• _JOB_
Rewrite the records from the line with "the green cape" to the line with "Target: green cape", putting "blue cloak" in place of "green cape" and leaving everything else the same.

• _DATA SECTION_
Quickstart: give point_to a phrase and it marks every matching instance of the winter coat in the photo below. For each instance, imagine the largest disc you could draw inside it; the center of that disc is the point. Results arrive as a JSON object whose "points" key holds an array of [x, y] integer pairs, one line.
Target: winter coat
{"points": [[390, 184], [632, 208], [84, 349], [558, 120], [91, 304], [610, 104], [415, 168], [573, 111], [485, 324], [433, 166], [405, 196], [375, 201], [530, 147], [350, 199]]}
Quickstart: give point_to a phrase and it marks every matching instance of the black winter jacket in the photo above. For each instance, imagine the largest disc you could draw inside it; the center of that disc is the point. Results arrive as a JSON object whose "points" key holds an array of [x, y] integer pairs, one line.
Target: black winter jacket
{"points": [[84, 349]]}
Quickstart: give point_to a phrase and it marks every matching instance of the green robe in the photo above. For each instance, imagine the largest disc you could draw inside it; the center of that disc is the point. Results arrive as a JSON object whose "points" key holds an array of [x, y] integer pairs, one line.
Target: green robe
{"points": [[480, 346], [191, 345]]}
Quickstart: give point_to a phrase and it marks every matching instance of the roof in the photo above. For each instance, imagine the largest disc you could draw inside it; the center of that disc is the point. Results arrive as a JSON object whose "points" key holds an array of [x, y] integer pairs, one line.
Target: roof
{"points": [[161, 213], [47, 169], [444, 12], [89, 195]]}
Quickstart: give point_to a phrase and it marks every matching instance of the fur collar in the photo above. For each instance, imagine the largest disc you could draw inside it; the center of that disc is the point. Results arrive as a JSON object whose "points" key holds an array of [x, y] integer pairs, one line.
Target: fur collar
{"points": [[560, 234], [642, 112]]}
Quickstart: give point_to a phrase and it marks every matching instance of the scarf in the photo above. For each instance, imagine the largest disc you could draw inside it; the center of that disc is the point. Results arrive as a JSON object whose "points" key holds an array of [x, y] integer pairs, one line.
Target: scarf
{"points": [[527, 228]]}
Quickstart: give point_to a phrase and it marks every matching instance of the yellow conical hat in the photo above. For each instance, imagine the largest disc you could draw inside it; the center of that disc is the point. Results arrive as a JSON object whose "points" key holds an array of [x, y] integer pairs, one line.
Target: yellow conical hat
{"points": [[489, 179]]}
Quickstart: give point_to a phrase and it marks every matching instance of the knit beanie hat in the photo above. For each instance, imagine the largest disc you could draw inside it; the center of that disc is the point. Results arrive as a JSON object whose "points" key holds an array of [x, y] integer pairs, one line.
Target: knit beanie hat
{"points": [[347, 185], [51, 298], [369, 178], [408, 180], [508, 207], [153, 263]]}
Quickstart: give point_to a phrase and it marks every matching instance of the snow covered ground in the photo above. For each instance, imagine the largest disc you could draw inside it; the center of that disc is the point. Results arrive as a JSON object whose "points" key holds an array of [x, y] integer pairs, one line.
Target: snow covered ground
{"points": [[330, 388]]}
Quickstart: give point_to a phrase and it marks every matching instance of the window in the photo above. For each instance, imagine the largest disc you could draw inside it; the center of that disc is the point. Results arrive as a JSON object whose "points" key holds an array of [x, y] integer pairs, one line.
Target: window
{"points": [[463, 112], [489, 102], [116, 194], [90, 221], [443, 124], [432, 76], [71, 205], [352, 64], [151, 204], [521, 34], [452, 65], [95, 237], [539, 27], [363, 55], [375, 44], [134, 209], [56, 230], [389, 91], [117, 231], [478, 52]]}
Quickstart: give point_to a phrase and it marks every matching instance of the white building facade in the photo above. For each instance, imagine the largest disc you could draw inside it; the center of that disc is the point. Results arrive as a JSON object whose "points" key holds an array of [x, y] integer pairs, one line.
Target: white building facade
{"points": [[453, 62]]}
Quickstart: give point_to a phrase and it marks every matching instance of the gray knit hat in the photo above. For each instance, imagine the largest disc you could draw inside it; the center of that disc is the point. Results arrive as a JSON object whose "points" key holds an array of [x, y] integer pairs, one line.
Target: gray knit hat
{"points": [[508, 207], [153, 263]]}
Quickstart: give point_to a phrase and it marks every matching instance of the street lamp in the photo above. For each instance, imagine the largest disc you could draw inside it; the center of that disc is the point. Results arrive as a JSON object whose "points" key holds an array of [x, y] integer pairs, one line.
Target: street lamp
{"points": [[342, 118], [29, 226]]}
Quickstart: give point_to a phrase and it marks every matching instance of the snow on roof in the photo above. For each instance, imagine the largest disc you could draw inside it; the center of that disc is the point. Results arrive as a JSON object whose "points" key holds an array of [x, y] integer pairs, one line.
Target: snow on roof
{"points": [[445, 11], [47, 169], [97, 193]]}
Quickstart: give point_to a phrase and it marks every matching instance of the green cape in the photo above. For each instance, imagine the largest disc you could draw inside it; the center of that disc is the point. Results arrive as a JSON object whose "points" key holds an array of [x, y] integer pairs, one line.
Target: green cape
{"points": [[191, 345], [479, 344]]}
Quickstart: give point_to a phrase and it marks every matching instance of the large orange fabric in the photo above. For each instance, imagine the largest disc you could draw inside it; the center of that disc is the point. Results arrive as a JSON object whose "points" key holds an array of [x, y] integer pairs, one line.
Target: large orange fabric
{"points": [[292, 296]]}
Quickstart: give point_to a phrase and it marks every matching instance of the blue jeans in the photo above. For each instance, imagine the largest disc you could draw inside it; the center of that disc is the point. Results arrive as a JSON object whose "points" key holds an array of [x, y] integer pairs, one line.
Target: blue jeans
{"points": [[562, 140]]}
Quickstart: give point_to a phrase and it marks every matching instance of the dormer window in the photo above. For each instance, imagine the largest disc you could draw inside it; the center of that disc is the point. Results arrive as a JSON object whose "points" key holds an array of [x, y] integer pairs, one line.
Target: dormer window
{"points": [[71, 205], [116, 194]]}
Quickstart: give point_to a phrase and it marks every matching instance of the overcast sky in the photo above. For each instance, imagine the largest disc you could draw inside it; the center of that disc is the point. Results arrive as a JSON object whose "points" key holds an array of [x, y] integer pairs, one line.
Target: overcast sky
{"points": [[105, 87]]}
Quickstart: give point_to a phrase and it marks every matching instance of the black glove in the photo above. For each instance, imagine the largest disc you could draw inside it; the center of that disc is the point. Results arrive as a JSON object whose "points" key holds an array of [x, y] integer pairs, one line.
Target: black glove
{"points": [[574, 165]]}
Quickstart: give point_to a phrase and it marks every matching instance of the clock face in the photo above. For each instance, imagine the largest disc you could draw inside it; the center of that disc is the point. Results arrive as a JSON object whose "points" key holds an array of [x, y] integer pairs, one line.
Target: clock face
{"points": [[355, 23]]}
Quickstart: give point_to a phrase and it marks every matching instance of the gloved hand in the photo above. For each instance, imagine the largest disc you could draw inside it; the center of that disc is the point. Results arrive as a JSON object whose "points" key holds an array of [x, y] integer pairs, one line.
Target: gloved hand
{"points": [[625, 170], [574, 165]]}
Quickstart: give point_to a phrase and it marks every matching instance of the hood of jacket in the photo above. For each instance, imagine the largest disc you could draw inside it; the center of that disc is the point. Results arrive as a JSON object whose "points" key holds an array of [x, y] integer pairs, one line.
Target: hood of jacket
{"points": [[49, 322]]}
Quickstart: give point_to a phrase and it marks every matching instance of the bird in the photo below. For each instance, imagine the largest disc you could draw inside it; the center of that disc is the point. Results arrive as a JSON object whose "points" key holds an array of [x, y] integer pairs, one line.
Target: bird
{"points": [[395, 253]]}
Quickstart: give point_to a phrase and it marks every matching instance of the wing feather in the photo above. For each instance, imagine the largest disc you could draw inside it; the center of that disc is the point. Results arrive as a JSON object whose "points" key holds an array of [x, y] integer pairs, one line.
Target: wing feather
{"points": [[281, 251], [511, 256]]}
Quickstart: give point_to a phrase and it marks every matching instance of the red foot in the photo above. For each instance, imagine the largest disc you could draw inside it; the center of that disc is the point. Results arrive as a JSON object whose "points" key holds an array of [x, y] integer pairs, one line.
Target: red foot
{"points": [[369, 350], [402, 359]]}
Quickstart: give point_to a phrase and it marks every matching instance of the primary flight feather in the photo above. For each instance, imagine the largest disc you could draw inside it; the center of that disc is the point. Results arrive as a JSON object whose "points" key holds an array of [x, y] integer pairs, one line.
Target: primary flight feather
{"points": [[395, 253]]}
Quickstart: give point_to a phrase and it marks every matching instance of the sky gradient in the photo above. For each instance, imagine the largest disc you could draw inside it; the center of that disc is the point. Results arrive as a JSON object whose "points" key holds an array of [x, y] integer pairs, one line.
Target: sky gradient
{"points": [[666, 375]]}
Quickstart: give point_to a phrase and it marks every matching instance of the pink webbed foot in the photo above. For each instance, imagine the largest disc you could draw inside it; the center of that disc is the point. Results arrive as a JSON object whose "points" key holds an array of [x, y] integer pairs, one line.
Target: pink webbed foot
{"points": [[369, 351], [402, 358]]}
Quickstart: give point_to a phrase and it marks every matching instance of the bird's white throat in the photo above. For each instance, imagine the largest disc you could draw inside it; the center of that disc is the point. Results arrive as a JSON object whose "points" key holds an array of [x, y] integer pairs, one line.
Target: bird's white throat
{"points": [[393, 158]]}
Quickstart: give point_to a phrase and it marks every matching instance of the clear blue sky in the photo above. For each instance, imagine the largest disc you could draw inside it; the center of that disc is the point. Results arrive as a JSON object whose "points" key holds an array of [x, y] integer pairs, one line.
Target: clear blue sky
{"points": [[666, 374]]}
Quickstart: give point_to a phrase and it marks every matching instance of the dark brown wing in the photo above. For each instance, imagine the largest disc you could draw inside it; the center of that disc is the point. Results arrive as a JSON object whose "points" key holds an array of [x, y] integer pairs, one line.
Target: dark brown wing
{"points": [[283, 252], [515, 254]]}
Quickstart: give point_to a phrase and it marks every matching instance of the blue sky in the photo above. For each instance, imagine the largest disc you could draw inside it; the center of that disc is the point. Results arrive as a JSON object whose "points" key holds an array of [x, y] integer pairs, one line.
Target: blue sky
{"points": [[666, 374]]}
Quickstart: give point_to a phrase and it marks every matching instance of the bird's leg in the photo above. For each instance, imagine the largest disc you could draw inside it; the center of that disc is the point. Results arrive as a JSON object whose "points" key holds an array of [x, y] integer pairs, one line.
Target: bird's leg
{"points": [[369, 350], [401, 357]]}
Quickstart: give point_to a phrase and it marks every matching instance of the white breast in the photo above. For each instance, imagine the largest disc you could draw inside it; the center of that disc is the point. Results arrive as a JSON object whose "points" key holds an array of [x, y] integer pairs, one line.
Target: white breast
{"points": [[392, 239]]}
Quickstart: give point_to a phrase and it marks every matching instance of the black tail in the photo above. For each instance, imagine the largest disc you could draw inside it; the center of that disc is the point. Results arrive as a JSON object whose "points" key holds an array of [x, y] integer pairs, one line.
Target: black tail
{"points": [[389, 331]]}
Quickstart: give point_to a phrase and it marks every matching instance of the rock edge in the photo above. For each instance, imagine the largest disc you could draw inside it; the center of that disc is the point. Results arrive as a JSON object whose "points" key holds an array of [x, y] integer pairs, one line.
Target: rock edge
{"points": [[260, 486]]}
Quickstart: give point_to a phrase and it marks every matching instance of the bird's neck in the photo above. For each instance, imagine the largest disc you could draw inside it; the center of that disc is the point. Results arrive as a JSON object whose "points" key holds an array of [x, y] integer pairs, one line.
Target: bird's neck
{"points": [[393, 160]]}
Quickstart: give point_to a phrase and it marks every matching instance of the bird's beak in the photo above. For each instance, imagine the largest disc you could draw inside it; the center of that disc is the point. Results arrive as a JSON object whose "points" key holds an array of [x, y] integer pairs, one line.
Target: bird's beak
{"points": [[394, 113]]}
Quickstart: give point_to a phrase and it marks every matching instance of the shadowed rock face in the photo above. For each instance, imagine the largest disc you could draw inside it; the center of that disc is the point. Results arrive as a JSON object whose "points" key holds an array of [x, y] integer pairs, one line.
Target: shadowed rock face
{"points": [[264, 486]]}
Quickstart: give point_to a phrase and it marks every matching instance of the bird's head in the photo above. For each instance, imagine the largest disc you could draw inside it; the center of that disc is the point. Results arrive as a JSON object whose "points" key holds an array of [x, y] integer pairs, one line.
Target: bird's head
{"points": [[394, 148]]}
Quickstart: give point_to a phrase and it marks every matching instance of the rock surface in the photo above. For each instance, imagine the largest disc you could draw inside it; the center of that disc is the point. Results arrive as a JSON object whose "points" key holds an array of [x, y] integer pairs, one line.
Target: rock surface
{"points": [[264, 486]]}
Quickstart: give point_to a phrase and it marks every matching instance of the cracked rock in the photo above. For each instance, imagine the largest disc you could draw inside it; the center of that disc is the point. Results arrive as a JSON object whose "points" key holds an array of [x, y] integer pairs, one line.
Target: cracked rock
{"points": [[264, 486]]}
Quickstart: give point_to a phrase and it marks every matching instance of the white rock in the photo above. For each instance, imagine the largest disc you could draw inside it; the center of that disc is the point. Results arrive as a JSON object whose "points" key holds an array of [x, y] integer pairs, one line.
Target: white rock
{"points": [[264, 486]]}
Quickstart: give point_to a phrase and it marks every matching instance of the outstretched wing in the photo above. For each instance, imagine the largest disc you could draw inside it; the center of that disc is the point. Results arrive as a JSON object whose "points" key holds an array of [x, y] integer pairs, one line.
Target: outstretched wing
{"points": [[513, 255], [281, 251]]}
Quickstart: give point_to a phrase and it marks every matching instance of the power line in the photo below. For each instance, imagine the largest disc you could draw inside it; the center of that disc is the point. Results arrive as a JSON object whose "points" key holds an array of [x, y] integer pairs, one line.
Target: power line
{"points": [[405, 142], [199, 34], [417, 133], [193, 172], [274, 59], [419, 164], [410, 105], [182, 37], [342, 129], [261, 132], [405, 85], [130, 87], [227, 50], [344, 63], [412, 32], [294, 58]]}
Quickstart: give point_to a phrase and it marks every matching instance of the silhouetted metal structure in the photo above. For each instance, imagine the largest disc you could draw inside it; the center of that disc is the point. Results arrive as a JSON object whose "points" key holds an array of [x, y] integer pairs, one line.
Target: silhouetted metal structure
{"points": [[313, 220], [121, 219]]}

• _COMPLETED TASK_
Quickstart: give point_to a phrase and it marks every matching instance of the blue cloak in the photo above. For each instance, imagine the largest disc you could draw inside it; the center of that disc is the point. Results arrive as a JSON object whose "points" key holds an array of [x, y] integer pairs, one line.
Target: blue cloak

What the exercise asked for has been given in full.